[Segmentation dataset entries]
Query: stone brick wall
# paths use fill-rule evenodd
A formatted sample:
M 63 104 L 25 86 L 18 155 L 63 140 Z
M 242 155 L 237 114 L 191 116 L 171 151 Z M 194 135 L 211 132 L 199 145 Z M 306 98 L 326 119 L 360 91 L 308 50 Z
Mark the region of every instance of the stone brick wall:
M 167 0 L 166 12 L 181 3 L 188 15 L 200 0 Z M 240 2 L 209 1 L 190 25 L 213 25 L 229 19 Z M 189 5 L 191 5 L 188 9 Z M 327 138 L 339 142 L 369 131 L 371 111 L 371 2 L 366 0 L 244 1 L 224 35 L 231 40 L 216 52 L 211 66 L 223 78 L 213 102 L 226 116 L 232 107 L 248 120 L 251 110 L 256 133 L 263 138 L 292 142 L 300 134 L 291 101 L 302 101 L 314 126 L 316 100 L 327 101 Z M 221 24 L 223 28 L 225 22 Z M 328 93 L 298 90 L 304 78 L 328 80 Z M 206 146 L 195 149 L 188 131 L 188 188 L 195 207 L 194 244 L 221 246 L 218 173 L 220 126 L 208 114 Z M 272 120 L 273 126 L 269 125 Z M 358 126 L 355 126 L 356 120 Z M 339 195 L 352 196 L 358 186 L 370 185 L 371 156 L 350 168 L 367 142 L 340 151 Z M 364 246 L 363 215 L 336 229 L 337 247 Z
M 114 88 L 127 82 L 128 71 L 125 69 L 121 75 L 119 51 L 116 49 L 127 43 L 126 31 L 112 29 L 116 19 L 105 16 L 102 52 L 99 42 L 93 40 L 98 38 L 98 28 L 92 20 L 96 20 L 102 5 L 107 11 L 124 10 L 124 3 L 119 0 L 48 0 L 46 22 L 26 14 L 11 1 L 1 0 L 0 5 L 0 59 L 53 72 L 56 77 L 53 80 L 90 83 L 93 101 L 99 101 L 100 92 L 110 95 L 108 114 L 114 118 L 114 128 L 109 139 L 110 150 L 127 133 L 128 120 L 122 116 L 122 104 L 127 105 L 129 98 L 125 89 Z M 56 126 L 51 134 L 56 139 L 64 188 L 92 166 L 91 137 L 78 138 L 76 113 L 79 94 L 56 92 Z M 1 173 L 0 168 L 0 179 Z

# [What you will do]
Edit the entries above, changing each "stone brick wall" to "cobblestone wall" and leaving every other part the same.

# [Result below]
Query: cobblestone wall
# paths use fill-rule evenodd
A formatted sample:
M 63 104 L 25 86 L 18 155 L 63 140 Z
M 242 155 L 237 114 L 191 116 L 171 151 Z M 194 135 L 211 132 L 199 145 Z M 306 98 L 326 119 L 360 91 L 308 50 Z
Mark the region of every instance of the cobblestone wall:
M 167 0 L 166 12 L 181 3 L 188 15 L 200 0 Z M 240 2 L 209 1 L 190 25 L 213 25 L 229 19 Z M 189 5 L 191 5 L 188 9 Z M 327 138 L 339 142 L 369 131 L 371 111 L 371 2 L 366 0 L 244 1 L 224 35 L 231 40 L 216 52 L 211 66 L 223 78 L 213 102 L 226 116 L 232 107 L 248 120 L 251 110 L 256 133 L 263 138 L 292 142 L 300 134 L 291 101 L 302 101 L 314 126 L 316 100 L 327 101 Z M 221 24 L 223 28 L 225 22 Z M 328 93 L 298 90 L 304 78 L 328 80 Z M 206 146 L 195 149 L 188 131 L 188 188 L 195 207 L 194 244 L 221 246 L 218 173 L 220 126 L 208 114 Z M 272 120 L 273 126 L 269 125 Z M 358 126 L 355 126 L 356 120 Z M 339 195 L 352 196 L 358 186 L 370 185 L 371 156 L 350 168 L 367 142 L 340 151 Z M 364 246 L 363 215 L 336 229 L 337 247 Z
M 114 88 L 127 82 L 128 71 L 125 69 L 121 75 L 119 51 L 116 49 L 127 43 L 126 31 L 112 29 L 116 19 L 105 16 L 102 52 L 99 42 L 93 40 L 98 38 L 98 28 L 92 20 L 96 20 L 102 5 L 107 11 L 124 10 L 124 3 L 119 0 L 48 0 L 46 22 L 26 14 L 11 1 L 1 0 L 0 5 L 0 59 L 53 72 L 56 77 L 53 80 L 90 83 L 93 101 L 99 101 L 100 92 L 110 95 L 108 114 L 114 118 L 114 128 L 109 139 L 110 150 L 127 133 L 128 120 L 122 116 L 122 104 L 127 105 L 129 98 L 125 89 Z M 56 126 L 51 134 L 56 139 L 64 188 L 92 166 L 91 137 L 78 138 L 76 113 L 79 94 L 56 92 Z M 1 173 L 0 168 L 0 179 Z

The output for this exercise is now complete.